Can you give every line of the items below as a JSON list of strings, with one string per line and blank lines left out?

RECORD LIST ::
════════════════════

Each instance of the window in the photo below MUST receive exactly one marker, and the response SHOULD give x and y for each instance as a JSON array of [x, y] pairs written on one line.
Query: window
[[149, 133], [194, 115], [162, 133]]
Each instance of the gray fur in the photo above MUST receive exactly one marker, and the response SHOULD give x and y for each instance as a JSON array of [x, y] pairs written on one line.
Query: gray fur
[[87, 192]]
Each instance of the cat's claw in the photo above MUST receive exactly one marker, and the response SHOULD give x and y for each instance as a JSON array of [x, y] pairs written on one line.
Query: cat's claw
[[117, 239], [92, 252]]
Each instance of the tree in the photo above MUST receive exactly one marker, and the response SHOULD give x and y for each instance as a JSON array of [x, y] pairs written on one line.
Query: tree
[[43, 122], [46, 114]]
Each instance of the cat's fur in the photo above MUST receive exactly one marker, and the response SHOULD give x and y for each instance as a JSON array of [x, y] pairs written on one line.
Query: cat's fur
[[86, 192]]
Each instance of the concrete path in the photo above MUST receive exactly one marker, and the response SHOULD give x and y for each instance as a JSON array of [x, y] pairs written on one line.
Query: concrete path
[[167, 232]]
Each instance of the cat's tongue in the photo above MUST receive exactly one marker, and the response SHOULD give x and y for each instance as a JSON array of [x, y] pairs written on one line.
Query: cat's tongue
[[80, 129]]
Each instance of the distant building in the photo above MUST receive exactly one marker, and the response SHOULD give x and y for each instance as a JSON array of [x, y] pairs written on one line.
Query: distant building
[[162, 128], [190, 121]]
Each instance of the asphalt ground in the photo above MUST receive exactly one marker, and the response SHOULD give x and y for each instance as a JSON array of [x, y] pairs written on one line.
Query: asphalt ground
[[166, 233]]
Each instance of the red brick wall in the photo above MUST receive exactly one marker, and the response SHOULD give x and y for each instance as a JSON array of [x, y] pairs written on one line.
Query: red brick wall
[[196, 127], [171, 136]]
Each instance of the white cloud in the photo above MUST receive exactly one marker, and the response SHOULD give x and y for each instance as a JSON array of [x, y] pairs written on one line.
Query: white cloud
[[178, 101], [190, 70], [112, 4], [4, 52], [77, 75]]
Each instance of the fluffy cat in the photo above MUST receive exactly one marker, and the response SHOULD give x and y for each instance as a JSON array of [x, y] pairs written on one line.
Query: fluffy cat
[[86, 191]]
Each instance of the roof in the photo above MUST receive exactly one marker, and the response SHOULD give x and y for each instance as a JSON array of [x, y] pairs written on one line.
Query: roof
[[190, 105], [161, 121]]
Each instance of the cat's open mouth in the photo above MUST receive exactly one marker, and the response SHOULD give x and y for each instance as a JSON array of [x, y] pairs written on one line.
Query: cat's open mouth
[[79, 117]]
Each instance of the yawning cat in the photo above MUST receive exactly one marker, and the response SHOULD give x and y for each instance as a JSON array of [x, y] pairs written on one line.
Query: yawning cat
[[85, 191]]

════════════════════

TASK SOLUTION ::
[
  "Each instance of the window in the photo below MUST receive exactly one marker, and the response SHOULD give x and y for each instance as a JSON array of [x, y] pairs written on one line.",
  "Query: window",
  "[[149, 133], [194, 115], [162, 133]]",
  "Each instance of the gray fur in the photo above MUST receive exactly one marker, and the response SHOULD give x and y for each instance as a JSON array of [x, y] pairs written on one line.",
  "Query: gray fur",
  "[[87, 192]]",
  "Each instance of the cat's claw in the photo above MUST receive exactly one marker, and the response SHOULD give x and y for each instance as a JSON array of [x, y] pairs written on one line.",
  "Query: cat's claw",
  "[[117, 239], [92, 252]]",
  "Each instance of the tree in the photo above MUST receive exactly one marker, and the response SHOULD give x and y for each instance as a JSON array of [x, y] pairs written on one line.",
  "Query: tree",
  "[[43, 122], [46, 114]]",
  "Each instance of the cat's fur in the photo above MUST receive exactly one marker, and the response SHOULD give x and y for each instance as a JSON array of [x, y] pairs written on one line.",
  "Query: cat's fur",
  "[[86, 192]]",
  "Each instance of the concrete path in the photo above MUST receive exactly one marker, and the response SHOULD give x and y for each instance as a JSON array of [x, y] pairs written on one line.",
  "Query: concrete path",
  "[[167, 232]]",
  "Each instance of the cat's tongue in the photo above MUST receive exactly one marker, and the response SHOULD give x and y for each instance as a JSON array of [x, y] pairs written on one line.",
  "Query: cat's tongue",
  "[[80, 129]]",
  "Each instance of the distant building in the photo above MUST receive exactly one marker, and the response SHOULD give x and y for each instance as a JSON array of [x, y] pairs written on one line.",
  "Query: distant building",
  "[[162, 128], [190, 121]]",
  "Each instance of the asphalt ground in the photo above MUST receive exactly one marker, and the response SHOULD give x and y for each instance as a JSON array of [x, y] pairs written on one line.",
  "Query: asphalt ground",
  "[[166, 233]]",
  "Each instance of the red brick wall in the photo above MUST receive exactly one marker, and the response SHOULD give x and y for each instance as a JSON array of [x, y] pairs written on one line.",
  "Query: red brick wall",
  "[[196, 127], [171, 136]]",
  "Each instance of the white cloud in the photo above MUST receive exactly one marker, and the response SHOULD give x and y for each instance as a JSON array of [x, y] pairs written on one line.",
  "Query: white cloud",
  "[[178, 101], [190, 70], [112, 4], [4, 52], [77, 75]]",
  "Each instance of the fluffy cat in the photo above MUST receive exactly one marker, and the response SHOULD give x and y for each instance as a JSON array of [x, y] pairs written on one line.",
  "Query: fluffy cat",
  "[[86, 191]]",
  "Each instance of the roof in the photo above MUST receive exactly one marker, and the response SHOULD give x and y for each instance as a JSON array of [x, y] pairs written on one line.",
  "Query: roof",
  "[[190, 105], [161, 121]]",
  "Each instance of the cat's open mouth in the photo above MUST receive exactly one marker, and the response SHOULD give x and y for each instance as a JSON array of [x, y] pairs written on one line.",
  "Query: cat's open mouth",
  "[[79, 117]]",
  "Each instance of the yawning cat in the photo above MUST receive exactly one marker, and the response SHOULD give x and y for each instance as a JSON array of [x, y] pairs written on one line.",
  "Query: yawning cat",
  "[[85, 191]]"
]